[Stored data]
● ● ●

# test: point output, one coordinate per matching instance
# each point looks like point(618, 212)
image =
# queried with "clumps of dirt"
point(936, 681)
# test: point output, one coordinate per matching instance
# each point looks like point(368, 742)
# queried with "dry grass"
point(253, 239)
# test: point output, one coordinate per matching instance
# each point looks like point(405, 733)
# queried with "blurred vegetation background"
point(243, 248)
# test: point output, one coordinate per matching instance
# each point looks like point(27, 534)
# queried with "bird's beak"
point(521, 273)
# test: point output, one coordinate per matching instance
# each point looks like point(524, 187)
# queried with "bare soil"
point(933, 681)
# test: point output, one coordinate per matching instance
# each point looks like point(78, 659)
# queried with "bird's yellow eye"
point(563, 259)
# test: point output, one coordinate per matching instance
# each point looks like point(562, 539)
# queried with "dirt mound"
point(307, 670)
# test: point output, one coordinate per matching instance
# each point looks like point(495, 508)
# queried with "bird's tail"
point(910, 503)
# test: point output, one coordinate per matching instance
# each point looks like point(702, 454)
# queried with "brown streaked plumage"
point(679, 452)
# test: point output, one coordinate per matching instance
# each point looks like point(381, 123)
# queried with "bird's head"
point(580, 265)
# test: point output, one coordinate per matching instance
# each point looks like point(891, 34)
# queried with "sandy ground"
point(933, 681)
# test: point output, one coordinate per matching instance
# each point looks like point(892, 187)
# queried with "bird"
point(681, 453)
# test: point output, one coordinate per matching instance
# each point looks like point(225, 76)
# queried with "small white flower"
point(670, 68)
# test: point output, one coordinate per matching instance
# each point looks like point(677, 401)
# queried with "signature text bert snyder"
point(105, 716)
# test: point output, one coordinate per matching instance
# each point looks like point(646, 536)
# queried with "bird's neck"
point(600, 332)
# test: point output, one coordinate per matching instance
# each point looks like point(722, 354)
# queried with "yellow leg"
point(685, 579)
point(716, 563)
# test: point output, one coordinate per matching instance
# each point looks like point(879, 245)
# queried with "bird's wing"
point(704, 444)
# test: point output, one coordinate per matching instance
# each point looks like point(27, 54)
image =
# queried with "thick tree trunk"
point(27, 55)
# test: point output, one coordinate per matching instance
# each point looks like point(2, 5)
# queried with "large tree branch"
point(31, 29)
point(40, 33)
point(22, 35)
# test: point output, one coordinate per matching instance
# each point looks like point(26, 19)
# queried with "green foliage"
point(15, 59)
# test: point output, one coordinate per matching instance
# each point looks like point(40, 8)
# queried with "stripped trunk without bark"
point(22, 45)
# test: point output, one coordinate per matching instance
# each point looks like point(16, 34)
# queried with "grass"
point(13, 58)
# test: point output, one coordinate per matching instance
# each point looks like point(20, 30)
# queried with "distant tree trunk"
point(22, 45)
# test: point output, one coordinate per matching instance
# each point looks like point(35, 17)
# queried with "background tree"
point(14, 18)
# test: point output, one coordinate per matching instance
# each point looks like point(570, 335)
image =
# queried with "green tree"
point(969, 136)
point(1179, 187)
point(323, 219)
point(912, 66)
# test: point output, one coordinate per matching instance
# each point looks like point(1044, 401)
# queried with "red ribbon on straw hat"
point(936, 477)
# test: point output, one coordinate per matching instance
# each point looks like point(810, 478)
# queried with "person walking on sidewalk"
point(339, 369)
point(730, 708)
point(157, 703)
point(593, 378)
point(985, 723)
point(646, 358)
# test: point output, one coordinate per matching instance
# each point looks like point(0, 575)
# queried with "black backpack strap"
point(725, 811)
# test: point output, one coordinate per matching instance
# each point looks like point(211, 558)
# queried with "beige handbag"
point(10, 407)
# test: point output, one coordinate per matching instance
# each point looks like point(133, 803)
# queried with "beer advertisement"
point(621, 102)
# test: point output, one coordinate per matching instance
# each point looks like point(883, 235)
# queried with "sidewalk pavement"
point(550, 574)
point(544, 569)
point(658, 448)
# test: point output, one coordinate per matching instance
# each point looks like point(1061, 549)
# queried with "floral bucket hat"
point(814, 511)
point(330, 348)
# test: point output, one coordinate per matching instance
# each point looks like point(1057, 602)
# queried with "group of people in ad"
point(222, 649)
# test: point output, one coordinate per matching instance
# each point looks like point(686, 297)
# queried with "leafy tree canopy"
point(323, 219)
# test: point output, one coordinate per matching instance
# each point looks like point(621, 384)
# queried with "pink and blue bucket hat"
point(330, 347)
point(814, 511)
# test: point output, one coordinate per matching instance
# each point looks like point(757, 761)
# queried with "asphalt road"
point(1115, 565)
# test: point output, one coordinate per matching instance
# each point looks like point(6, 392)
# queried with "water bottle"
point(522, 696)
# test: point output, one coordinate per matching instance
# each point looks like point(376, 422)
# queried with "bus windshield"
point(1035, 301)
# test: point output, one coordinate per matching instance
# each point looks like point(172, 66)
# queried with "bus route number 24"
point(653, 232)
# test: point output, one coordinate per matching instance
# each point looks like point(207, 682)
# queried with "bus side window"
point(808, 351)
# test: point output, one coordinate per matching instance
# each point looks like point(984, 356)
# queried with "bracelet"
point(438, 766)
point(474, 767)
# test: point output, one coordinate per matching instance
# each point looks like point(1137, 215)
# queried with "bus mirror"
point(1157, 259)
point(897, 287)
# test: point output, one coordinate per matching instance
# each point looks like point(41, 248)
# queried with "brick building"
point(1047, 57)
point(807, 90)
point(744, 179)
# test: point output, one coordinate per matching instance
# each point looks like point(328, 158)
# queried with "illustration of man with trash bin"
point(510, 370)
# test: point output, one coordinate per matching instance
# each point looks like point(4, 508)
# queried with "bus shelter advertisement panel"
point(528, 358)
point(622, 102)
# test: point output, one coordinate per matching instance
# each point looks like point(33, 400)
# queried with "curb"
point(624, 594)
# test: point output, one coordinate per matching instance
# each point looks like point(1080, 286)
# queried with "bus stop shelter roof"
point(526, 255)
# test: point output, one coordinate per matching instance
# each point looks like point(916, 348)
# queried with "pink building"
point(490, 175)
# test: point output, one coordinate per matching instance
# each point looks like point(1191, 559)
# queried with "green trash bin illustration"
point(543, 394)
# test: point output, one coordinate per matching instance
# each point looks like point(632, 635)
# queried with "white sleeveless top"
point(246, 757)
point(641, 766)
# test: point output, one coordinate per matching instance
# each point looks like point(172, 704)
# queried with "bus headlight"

● ● ●

▶ Exercise details
Could the entries above be output once more, exactly as they are?

▶ Output of the exercise
# test: point output, one coordinate per matching instance
# each point looks like point(618, 212)
image =
# queried with "clumps of dirt"
point(936, 681)
# test: point output, one coordinate per matching instance
# each point looks like point(368, 742)
# queried with "dry grass"
point(253, 239)
# test: point output, one coordinate per matching instance
# each point looks like point(405, 733)
# queried with "blurred vegetation background"
point(243, 248)
# test: point output, one coordinate per matching instance
# each point looks like point(27, 534)
# queried with "bird's beak"
point(521, 273)
# test: point output, one coordinate per matching instance
# each point looks like point(524, 187)
# queried with "bare soil"
point(933, 681)
# test: point output, one coordinate per matching instance
# each point looks like point(78, 659)
# queried with "bird's yellow eye"
point(563, 259)
# test: point output, one coordinate per matching instance
# each point looks like point(562, 539)
# queried with "dirt mound"
point(307, 670)
# test: point output, one coordinate per matching instance
# each point looks like point(495, 508)
# queried with "bird's tail"
point(910, 503)
# test: point output, one coordinate per matching instance
# each point looks like point(702, 454)
# queried with "brown streaked plumage"
point(679, 452)
# test: point output, one coordinate per matching instance
# each point looks like point(381, 123)
# queried with "bird's head"
point(580, 265)
# test: point output, one coordinate per matching instance
# each point looks like point(891, 34)
# queried with "sandy ground"
point(933, 681)
# test: point output, one coordinate per matching instance
# each point looks like point(892, 187)
# queried with "bird"
point(681, 453)
# test: point output, one coordinate per matching instance
# each point looks like point(225, 76)
# queried with "small white flower"
point(670, 68)
# test: point output, one coordinate per matching instance
# each point looks like point(677, 401)
# queried with "signature text bert snyder"
point(105, 716)
# test: point output, one coordinate per matching instance
# each point looks like point(646, 536)
# queried with "bird's neck"
point(600, 332)
# test: point output, one coordinate per matching instance
# each point looks like point(722, 354)
# queried with "yellow leg"
point(685, 579)
point(716, 563)
# test: point output, one coordinate per matching instance
# each point looks like point(879, 245)
# queried with "bird's wing"
point(704, 444)
# test: point output, one coordinate per matching instance
# each point looks like point(27, 54)
image =
# queried with "thick tree trunk"
point(27, 55)
# test: point output, one coordinate per matching instance
# each point looks like point(2, 5)
# queried with "large tree branch"
point(31, 29)
point(40, 33)
point(22, 35)
# test: point output, one coordinate per matching instance
# each point looks like point(26, 19)
# queried with "green foliage"
point(15, 59)
# test: point output, one coordinate per matching instance
# each point looks like point(40, 8)
# queried with "stripped trunk without bark"
point(22, 45)
# test: point output, one coordinate per matching instance
# each point looks like point(16, 34)
# queried with "grass"
point(13, 58)
# test: point output, one coordinate per matching instance
# each point looks like point(20, 30)
# queried with "distant tree trunk"
point(22, 45)
# test: point output, one coordinate per matching instance
# each point looks like point(35, 17)
# queried with "background tree"
point(14, 18)
# test: point output, one coordinate per matching instance
# each point looks like point(570, 335)
image =
# queried with "green tree"
point(969, 136)
point(1179, 187)
point(323, 219)
point(912, 66)
# test: point output, one coordinate per matching instance
# each point looks like point(1044, 401)
# queried with "red ribbon on straw hat"
point(936, 477)
# test: point output, one coordinate per matching instance
# each point looks like point(810, 478)
# queried with "person walking on sidewalk"
point(339, 369)
point(730, 708)
point(157, 703)
point(593, 378)
point(985, 723)
point(646, 358)
# test: point output, one coordinate per matching instance
# each point looks like point(0, 575)
# queried with "black backpack strap"
point(725, 811)
# test: point output, one coordinate per matching instance
# each point looks like point(211, 558)
# queried with "beige handbag"
point(10, 407)
# test: point output, one coordinate per matching instance
# each point looks like point(133, 803)
# queried with "beer advertisement"
point(621, 102)
# test: point output, one coordinate per matching instance
# each point looks like point(883, 235)
# queried with "sidewalk pavement"
point(550, 574)
point(544, 569)
point(658, 448)
# test: point output, one coordinate per matching instance
# each point looks like point(1061, 549)
# queried with "floral bucket hat"
point(814, 511)
point(330, 348)
# test: point output, one coordinate per matching instance
# each point looks like point(1057, 602)
# queried with "group of people in ad"
point(222, 649)
# test: point output, one coordinate per matching instance
# each point looks like point(686, 297)
# queried with "leafy tree canopy"
point(323, 219)
# test: point output, one coordinate per matching instance
# each point looks like point(621, 384)
# queried with "pink and blue bucket hat"
point(330, 347)
point(814, 511)
# test: point output, one coordinate per matching instance
# each point looks like point(757, 761)
# queried with "asphalt road"
point(1115, 565)
# test: point output, one coordinate per matching instance
# each point looks like point(6, 392)
# queried with "water bottle"
point(522, 696)
# test: point output, one coordinate per matching instance
# each point looks like point(376, 422)
# queried with "bus windshield"
point(1035, 301)
# test: point output, one coordinate per matching instance
# each point looks like point(172, 66)
# queried with "bus route number 24"
point(653, 232)
# test: point output, one coordinate per matching instance
# each point looks like point(207, 682)
# queried with "bus side window"
point(808, 351)
# test: point output, one coordinate per matching instance
# each point looks like point(984, 356)
# queried with "bracelet"
point(438, 766)
point(474, 767)
# test: point output, one coordinate per matching instance
# each point looks like point(1137, 215)
# queried with "bus mirror"
point(1157, 259)
point(897, 287)
# test: point output, one coordinate per matching instance
# each point looks like point(41, 248)
# queried with "brick building"
point(1047, 57)
point(807, 90)
point(744, 179)
# test: point output, one coordinate per matching instance
# each point looks like point(328, 158)
# queried with "illustration of man with trash bin"
point(510, 370)
# test: point output, one coordinate per matching instance
# each point looks like point(4, 508)
# queried with "bus shelter advertisement panel"
point(528, 358)
point(622, 102)
# test: point output, one coordinate per matching instance
# each point looks like point(33, 400)
# queried with "curb"
point(624, 594)
# test: point output, one coordinate per matching instance
# each point looks like point(1080, 286)
# queried with "bus stop shelter roof"
point(526, 255)
# test: point output, one coordinate per matching instance
# each point looks like point(916, 348)
# queried with "pink building"
point(490, 175)
# test: point output, one coordinate per matching instance
# each point looks like point(1191, 559)
# queried with "green trash bin illustration"
point(543, 394)
# test: point output, one coordinate per matching instance
# each point looks like point(632, 635)
# queried with "white sleeveless top"
point(246, 757)
point(641, 766)
# test: point output, one coordinate per matching instance
# each point looks like point(172, 704)
# queried with "bus headlight"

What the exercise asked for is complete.